* [THE INPUT]
[Start]

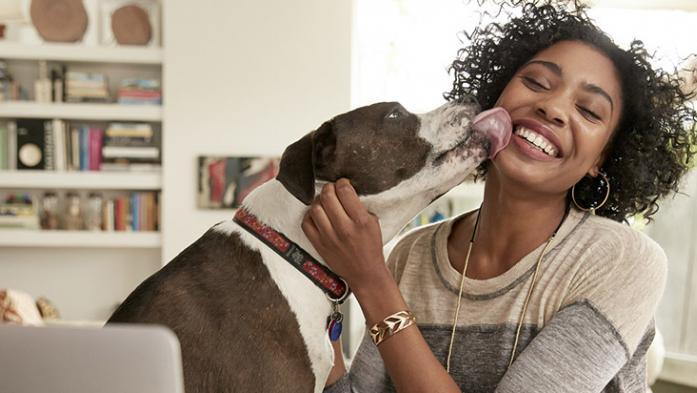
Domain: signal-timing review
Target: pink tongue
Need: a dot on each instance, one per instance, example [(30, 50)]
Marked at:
[(495, 123)]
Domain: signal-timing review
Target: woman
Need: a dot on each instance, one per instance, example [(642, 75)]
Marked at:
[(553, 298)]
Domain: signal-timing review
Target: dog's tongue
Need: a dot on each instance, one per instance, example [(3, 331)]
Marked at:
[(495, 123)]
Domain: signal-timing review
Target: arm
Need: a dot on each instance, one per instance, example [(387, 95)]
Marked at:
[(348, 238)]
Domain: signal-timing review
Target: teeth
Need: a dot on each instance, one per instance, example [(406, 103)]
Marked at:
[(537, 140)]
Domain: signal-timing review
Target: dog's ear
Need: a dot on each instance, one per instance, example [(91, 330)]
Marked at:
[(297, 167)]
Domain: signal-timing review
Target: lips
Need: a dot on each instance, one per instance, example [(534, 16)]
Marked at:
[(496, 125)]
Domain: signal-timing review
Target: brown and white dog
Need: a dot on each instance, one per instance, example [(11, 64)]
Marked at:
[(247, 320)]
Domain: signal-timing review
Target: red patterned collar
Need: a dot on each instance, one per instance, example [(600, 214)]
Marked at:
[(334, 286)]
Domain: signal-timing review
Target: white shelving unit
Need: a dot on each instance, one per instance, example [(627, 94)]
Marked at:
[(79, 239), (81, 53), (105, 112), (98, 58), (81, 180)]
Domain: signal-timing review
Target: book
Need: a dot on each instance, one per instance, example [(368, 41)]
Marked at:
[(30, 144), (95, 147), (3, 146), (49, 157), (130, 152)]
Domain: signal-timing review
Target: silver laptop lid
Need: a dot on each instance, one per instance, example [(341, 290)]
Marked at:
[(113, 359)]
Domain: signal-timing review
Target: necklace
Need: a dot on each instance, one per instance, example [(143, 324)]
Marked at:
[(527, 297)]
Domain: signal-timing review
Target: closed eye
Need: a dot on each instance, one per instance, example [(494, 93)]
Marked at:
[(533, 83), (589, 113)]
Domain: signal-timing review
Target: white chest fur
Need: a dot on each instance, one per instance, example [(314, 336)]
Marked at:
[(309, 303)]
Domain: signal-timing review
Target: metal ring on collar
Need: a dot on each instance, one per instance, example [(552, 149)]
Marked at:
[(343, 297)]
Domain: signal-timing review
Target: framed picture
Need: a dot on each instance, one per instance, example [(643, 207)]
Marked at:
[(138, 19), (224, 182)]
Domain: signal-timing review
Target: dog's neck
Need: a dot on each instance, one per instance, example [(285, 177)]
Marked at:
[(279, 209), (276, 207)]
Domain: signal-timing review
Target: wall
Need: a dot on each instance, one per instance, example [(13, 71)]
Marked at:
[(246, 77)]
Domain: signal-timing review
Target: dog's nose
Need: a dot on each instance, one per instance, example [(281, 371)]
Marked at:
[(467, 99)]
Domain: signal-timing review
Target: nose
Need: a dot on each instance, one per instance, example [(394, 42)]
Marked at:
[(467, 99), (553, 109)]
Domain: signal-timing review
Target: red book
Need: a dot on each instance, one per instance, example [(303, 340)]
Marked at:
[(118, 214), (95, 149)]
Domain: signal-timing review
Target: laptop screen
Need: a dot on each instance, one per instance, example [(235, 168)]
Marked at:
[(113, 359)]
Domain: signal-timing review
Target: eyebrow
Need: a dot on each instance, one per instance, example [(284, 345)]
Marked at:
[(554, 67)]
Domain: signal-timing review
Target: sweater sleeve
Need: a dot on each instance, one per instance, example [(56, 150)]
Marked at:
[(605, 326)]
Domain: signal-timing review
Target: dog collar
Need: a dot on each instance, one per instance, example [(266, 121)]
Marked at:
[(333, 286)]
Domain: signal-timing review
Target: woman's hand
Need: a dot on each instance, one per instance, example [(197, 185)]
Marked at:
[(346, 235)]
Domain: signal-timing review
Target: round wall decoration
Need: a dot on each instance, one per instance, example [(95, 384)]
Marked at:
[(131, 25), (59, 20)]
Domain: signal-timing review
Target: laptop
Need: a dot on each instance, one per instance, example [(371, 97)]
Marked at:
[(113, 359)]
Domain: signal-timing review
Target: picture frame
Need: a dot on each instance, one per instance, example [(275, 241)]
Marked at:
[(224, 182), (108, 7)]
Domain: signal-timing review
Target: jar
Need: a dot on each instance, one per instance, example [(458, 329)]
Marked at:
[(72, 218), (93, 212), (49, 211)]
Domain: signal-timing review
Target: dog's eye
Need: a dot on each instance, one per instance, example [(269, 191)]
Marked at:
[(395, 114)]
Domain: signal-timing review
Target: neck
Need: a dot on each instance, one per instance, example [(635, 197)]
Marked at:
[(274, 206), (512, 224)]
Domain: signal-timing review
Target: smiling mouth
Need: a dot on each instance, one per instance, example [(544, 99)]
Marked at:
[(537, 141), (461, 147)]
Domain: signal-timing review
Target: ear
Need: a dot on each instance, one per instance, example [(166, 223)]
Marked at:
[(297, 168)]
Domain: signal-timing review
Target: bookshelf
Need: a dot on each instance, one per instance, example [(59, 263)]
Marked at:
[(80, 53), (117, 63), (95, 112), (81, 180), (79, 239)]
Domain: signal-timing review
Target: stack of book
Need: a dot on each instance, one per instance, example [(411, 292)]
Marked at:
[(18, 212), (136, 212), (130, 146), (140, 92), (86, 87), (40, 144)]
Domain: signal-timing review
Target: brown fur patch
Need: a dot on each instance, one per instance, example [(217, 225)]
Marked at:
[(237, 331)]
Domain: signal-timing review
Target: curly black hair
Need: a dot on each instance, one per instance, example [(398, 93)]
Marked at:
[(654, 142)]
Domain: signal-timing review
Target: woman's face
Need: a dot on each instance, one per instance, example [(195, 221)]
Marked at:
[(565, 103)]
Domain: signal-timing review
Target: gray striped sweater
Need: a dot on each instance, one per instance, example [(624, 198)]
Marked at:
[(587, 328)]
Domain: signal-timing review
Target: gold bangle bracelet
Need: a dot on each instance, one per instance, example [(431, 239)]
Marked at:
[(391, 325)]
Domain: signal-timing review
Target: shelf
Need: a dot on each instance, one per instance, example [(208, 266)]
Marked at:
[(680, 369), (78, 239), (108, 112), (81, 180), (81, 53)]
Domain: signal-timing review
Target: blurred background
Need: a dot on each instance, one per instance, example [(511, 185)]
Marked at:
[(128, 128)]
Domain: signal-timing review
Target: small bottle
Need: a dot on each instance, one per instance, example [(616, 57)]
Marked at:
[(93, 212), (49, 211), (72, 219)]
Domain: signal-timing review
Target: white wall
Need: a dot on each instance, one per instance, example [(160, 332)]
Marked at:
[(244, 77)]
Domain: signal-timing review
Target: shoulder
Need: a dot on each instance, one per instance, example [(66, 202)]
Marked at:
[(609, 245)]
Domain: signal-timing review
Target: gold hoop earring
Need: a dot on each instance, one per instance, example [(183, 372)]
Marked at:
[(593, 207)]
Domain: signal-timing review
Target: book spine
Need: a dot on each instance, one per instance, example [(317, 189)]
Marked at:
[(4, 139), (11, 145), (95, 149), (84, 149), (49, 147)]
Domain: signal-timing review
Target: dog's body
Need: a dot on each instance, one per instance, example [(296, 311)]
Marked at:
[(247, 320)]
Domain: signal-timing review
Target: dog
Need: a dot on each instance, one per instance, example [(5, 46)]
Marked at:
[(251, 320)]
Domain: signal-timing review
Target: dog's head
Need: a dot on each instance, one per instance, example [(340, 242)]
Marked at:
[(389, 153)]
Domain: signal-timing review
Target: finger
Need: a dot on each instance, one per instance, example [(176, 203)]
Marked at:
[(322, 222), (310, 229), (332, 207), (349, 200)]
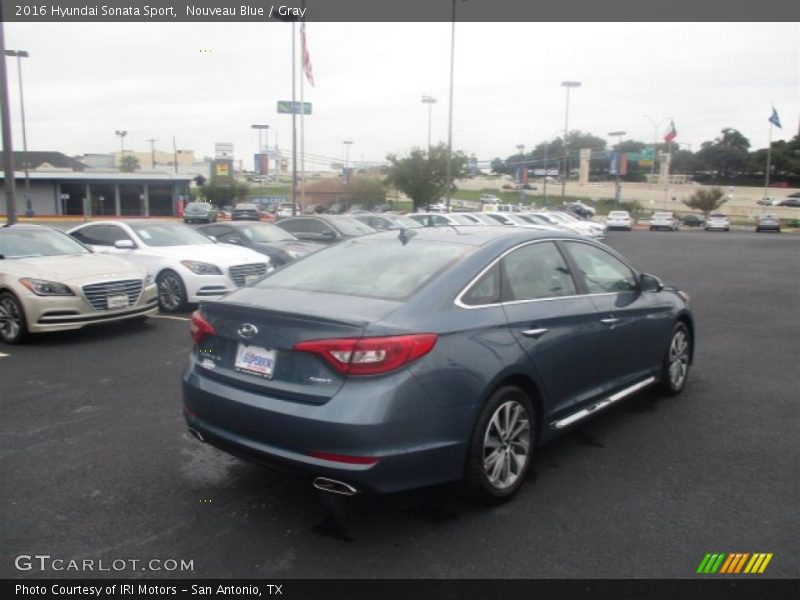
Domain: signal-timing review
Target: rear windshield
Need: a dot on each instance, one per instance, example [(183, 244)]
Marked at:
[(383, 269), (27, 243)]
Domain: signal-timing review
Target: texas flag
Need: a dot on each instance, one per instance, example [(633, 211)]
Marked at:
[(775, 119), (672, 133)]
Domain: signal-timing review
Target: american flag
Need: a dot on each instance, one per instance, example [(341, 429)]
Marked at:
[(306, 58), (672, 133)]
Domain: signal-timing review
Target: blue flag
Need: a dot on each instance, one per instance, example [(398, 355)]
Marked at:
[(775, 119)]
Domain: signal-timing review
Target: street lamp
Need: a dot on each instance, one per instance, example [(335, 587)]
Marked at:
[(430, 101), (521, 149), (655, 139), (347, 144), (260, 145), (567, 85), (450, 110), (618, 188), (20, 54), (121, 134)]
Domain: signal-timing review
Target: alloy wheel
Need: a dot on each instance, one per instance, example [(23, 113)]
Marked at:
[(10, 319), (678, 358), (506, 444)]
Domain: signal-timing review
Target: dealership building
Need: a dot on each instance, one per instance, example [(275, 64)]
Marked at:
[(58, 185)]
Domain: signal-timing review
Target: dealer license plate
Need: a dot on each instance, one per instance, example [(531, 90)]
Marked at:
[(255, 360), (118, 301)]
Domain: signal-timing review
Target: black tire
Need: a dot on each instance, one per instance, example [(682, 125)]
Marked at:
[(171, 292), (496, 480), (679, 350), (13, 325)]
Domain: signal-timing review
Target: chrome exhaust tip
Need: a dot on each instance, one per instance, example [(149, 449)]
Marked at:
[(332, 486)]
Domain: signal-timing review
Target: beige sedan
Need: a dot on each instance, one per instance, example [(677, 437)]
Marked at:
[(51, 282)]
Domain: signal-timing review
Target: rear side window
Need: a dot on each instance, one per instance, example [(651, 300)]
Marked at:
[(486, 290), (387, 269), (602, 272), (537, 271)]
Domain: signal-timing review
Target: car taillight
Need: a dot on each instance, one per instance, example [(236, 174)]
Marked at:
[(370, 356), (200, 327)]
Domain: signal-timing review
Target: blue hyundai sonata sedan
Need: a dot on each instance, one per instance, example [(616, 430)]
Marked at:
[(404, 359)]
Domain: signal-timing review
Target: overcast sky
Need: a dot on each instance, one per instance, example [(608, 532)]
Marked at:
[(206, 83)]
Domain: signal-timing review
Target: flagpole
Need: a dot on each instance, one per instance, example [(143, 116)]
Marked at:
[(769, 157), (294, 127), (302, 126)]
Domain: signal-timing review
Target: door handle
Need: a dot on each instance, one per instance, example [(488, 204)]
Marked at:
[(534, 333)]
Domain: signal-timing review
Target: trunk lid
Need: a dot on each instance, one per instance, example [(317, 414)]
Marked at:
[(257, 329)]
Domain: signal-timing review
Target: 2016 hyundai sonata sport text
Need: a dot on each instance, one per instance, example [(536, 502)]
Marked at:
[(400, 360)]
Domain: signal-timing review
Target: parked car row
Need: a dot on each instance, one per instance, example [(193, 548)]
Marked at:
[(621, 220)]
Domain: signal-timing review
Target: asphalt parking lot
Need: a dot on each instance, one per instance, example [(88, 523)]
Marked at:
[(97, 463)]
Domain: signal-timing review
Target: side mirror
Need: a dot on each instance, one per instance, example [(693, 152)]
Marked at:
[(650, 283)]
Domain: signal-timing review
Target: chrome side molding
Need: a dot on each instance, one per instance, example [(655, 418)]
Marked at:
[(601, 404)]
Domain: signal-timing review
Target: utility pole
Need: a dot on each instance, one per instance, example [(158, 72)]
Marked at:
[(618, 187), (8, 149)]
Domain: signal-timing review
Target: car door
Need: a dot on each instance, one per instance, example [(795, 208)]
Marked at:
[(634, 323), (553, 322)]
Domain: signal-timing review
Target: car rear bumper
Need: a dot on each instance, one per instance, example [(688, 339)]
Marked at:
[(408, 451)]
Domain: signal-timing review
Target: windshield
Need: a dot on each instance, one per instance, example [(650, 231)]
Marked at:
[(168, 234), (266, 233), (350, 226), (26, 243), (197, 207), (383, 269)]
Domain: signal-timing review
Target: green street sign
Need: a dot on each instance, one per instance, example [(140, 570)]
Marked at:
[(287, 107)]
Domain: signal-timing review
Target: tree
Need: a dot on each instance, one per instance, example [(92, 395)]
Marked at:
[(707, 201), (726, 156), (128, 163), (422, 176), (221, 194)]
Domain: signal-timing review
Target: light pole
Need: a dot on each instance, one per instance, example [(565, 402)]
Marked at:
[(347, 144), (618, 188), (521, 149), (260, 145), (567, 85), (430, 101), (152, 152), (121, 134), (20, 54), (450, 110), (655, 140)]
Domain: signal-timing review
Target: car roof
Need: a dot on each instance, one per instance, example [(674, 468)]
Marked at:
[(29, 226), (479, 235)]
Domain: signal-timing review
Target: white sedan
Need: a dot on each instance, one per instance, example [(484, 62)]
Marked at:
[(188, 267), (619, 219), (50, 282), (587, 228)]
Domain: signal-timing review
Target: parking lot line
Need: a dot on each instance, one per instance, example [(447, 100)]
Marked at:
[(170, 317)]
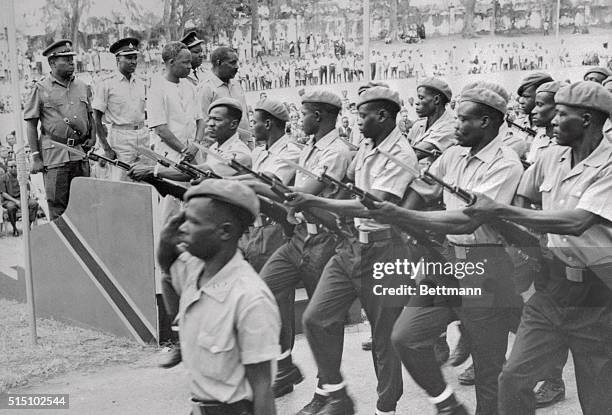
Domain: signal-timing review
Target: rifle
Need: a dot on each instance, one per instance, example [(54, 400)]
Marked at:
[(514, 234), (524, 129), (273, 210), (163, 186)]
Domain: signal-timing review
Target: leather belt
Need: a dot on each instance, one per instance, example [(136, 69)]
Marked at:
[(375, 236), (70, 142), (137, 126)]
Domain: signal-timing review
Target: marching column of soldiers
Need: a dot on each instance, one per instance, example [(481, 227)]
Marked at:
[(529, 199)]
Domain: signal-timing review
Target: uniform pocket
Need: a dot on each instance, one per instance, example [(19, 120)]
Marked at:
[(218, 355)]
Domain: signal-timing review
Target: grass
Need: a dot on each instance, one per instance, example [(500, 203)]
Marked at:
[(61, 348)]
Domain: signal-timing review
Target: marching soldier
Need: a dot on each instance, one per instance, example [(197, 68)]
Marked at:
[(229, 323), (348, 274), (197, 55), (521, 141), (270, 118), (119, 100), (435, 130), (479, 162), (303, 257), (572, 181), (62, 105)]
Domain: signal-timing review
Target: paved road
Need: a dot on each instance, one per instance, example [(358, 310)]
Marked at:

[End]

Pull out every line above that contains the word "collar", matching case exactly.

* [EXERCISE RESPONSE]
Target: red patterned collar
Target: metal ring on collar
Target: dog collar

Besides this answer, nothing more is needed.